**YOUR TASK:**
Answer these from the passage on Jens Holmboe:
(a) Whom did he marry in 1783?
(b) Between which years did he work as a bailiff in Senja and Tromsøe?
(c) In what year was a bauta raised to commemorate him?

Norwegian bailiff (1752–1804)

Jens Holmboe (5 November 1752 – 4 December 1804) was a Norwegian fogd (bailiff). He is notable for his role in the settling of the Målselvdalen valley in Troms county.

==Personal life==
He was born in Lesja as the son of Hans Jenssen Holmboe (1721–1756) and Birgitte Marie Reinholtsdatter Ziegler (1723–1778).

In 1783, he married Anna Margrethe Irgens, who hailed from Tromsøe. The couple had twelve children. Their sons Even, Hans and Leonhard Christian became involved in politics. Their son Michael Wide Holmboe was the father of politician Jens Holmboe and businessman Hans Conrad Holmboe, grandfather of painter Thorolf Holmboe and great-grandfather of Ragnhild Rød and Charles Robertson.

==Career==
Holmboe worked as a bailiff (fogd) in Senja and Tromsøe between 1781 and 1800. He made a lasting mark in the region, because after the Storofsen flood, he organized the settling in the uninhabited Målselvdalen valley, in what would later become Målselv Municipality and Bardu Municipality. Farmers from the Gudbrandsdalen and Østerdalen valleys moved north mainly between 1791 and 1800, and Jens Holmboe helped about forty families with supplies and funding. Topographically, Målselvdalen was and is similar to Østerdalen.

He died on 4 December 1804, aged 52, in Ervik in Trondenes. A bauta to commemorate him was raised there in 1964.

Bounding box annotation items
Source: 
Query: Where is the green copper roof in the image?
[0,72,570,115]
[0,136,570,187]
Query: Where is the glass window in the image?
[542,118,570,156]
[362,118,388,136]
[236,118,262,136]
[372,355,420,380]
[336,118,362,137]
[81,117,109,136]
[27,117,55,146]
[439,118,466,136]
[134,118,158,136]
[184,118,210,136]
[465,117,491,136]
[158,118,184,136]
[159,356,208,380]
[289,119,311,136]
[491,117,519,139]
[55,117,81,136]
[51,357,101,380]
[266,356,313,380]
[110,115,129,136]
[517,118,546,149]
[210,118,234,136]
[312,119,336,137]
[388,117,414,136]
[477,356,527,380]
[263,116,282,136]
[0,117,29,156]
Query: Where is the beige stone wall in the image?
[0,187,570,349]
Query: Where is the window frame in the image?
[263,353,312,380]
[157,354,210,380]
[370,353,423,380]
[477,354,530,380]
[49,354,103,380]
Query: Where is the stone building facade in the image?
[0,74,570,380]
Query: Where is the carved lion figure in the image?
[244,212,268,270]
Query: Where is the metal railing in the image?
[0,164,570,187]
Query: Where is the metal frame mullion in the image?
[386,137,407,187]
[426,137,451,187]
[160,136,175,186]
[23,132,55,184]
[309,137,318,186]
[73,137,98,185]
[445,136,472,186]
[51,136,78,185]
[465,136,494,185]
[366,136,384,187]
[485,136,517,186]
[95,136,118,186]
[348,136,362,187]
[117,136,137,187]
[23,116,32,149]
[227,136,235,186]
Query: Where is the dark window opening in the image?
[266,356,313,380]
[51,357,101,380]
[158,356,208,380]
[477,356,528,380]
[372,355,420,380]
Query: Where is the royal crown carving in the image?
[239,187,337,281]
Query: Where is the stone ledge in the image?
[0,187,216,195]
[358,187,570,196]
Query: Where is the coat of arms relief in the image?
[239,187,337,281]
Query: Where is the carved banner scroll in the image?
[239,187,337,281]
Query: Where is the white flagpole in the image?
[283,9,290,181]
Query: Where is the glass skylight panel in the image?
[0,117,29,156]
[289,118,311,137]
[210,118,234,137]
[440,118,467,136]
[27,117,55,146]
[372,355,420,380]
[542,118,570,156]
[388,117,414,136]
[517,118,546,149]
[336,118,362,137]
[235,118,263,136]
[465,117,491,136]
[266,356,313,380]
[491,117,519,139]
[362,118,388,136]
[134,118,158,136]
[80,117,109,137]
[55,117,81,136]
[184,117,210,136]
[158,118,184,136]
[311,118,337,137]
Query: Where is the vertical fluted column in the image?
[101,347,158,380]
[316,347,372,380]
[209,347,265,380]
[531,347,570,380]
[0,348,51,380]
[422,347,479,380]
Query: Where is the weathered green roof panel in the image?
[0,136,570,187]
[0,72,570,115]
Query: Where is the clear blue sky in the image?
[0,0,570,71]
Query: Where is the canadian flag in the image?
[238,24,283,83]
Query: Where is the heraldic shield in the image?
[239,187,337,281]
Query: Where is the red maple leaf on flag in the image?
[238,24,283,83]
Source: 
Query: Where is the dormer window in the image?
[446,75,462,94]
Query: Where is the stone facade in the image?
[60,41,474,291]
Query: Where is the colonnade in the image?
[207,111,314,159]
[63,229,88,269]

**EXERCISE RESULT:**
(a) Anna Margrethe Irgens
(b) 1781 and 1800
(c) 1964